(Task inputs)

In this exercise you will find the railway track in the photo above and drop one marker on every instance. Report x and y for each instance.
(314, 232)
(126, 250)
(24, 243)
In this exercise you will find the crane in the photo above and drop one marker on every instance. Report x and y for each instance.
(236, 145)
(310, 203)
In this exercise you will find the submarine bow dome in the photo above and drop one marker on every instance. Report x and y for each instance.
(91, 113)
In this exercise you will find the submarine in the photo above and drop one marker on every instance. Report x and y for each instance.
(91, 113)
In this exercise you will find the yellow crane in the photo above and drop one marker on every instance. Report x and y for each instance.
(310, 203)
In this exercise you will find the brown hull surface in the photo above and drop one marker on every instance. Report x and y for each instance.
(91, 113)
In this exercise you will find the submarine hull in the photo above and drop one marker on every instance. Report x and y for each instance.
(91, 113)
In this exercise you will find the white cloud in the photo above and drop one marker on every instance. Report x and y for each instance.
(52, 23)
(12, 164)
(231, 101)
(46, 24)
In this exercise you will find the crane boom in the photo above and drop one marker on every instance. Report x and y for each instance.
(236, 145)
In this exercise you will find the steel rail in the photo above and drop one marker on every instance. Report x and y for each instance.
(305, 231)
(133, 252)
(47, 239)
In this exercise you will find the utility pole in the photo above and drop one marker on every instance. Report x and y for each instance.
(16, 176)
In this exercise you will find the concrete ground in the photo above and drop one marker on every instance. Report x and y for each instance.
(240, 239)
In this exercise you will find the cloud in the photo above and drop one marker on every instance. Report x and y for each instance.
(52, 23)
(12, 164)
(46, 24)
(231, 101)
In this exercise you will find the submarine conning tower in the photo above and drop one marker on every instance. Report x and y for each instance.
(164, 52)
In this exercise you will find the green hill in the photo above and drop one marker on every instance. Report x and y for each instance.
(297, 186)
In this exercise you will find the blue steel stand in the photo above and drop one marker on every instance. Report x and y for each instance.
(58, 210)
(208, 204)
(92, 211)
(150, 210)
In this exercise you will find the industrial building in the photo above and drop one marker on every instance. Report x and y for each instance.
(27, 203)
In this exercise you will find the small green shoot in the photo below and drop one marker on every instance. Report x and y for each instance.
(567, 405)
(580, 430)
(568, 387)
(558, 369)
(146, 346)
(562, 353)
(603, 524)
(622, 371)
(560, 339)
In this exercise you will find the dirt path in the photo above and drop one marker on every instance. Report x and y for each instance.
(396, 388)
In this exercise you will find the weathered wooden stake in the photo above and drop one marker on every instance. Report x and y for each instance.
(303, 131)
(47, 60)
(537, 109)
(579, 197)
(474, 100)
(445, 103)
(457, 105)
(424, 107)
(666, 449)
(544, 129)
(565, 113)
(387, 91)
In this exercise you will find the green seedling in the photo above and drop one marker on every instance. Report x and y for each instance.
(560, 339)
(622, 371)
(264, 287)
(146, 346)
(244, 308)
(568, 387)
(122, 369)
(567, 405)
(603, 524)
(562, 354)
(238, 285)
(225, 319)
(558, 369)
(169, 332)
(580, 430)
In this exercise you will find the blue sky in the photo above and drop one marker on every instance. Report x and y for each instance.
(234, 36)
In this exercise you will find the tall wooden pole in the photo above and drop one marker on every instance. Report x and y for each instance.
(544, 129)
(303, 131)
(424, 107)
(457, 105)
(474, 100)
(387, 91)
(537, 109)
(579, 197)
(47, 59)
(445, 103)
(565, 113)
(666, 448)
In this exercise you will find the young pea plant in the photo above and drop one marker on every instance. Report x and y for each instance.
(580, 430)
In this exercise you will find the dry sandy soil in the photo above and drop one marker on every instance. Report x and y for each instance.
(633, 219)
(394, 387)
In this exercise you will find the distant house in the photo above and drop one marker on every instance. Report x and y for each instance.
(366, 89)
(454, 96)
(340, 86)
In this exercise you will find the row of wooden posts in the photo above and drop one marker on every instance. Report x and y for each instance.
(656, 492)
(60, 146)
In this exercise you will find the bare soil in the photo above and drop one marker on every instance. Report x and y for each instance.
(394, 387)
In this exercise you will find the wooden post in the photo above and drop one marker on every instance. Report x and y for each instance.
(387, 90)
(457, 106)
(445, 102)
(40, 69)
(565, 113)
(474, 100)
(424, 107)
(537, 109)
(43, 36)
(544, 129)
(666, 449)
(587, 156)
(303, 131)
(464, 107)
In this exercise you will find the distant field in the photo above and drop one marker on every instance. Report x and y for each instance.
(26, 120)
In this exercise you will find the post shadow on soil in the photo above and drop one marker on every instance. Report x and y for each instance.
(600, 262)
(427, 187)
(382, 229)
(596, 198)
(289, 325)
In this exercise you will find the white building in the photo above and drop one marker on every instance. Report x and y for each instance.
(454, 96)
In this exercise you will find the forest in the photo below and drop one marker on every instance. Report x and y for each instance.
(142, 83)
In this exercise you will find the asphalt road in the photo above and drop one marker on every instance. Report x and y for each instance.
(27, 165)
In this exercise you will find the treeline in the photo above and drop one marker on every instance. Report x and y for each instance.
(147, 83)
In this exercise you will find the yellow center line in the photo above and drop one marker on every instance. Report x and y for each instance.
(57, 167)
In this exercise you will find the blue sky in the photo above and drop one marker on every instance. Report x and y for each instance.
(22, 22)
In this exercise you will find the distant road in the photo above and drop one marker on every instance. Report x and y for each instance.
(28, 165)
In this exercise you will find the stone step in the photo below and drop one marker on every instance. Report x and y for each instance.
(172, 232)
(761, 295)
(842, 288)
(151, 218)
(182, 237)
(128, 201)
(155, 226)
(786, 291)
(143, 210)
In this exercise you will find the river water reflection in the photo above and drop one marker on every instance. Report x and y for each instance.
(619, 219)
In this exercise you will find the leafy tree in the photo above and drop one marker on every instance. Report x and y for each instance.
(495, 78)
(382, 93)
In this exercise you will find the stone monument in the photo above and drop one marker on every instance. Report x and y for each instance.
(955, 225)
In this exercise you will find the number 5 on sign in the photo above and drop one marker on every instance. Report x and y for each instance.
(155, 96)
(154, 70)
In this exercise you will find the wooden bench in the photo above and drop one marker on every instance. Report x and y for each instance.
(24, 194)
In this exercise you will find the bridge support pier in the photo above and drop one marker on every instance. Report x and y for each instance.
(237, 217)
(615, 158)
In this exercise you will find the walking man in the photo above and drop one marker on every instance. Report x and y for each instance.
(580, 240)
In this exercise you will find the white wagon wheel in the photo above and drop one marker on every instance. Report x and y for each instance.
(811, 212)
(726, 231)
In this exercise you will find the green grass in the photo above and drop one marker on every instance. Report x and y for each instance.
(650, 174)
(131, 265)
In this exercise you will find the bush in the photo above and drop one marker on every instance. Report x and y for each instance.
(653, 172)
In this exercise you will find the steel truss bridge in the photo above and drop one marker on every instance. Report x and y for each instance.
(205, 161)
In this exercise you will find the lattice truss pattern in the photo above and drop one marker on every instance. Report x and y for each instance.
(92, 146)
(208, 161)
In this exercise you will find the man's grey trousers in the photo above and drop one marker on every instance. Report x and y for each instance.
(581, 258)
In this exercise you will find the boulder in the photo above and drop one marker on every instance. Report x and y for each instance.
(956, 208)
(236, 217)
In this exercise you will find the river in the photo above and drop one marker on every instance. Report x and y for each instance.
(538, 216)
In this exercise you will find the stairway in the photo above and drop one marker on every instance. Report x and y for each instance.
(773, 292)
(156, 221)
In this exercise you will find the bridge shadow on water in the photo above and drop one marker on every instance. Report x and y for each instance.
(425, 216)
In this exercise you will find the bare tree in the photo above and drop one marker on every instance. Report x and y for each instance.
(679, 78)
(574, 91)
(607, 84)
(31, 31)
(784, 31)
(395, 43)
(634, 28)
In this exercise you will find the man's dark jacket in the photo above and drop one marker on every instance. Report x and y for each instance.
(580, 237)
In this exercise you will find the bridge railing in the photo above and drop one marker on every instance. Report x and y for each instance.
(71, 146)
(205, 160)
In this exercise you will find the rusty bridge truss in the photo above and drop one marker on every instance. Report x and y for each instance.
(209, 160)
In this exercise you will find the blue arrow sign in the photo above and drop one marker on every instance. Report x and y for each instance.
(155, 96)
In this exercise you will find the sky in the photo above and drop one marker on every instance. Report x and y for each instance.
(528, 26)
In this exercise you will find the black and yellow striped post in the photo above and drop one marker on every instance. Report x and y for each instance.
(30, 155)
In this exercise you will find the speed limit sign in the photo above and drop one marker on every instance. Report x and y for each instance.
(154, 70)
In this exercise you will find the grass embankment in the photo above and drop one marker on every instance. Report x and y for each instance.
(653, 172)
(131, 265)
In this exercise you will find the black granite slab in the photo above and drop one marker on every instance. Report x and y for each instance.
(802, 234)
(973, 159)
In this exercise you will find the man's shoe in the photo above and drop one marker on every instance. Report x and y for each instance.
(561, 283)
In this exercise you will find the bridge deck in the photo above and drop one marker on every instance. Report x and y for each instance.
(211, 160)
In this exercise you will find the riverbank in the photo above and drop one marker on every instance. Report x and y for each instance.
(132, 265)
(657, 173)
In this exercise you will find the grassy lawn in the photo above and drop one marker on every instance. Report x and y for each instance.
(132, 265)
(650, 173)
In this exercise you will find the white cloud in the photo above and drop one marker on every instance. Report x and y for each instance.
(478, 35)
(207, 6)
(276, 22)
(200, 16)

(End Task inputs)

## What to do
Nothing but the lines from the one with "In this exercise you will find the bridge deck" through the final line of the data above should be output, exactly as written.

## Answer for the task
In this exercise you will find the bridge deck in the photo above and drop one marker on every instance. Report x and y for each instance.
(211, 160)
In this exercise you will find the riverbank in the photo above and drop one marker on every instance. Report x and y for each instance.
(132, 265)
(657, 173)
In this exercise you will find the grassy lawn in the photo above and drop one marker on every instance. Report x and y for each instance.
(132, 265)
(650, 173)
In this exercise you will find the white cloud in the photo above and drop one marker on every instance. Report x and y for each instance.
(478, 35)
(207, 6)
(276, 22)
(200, 16)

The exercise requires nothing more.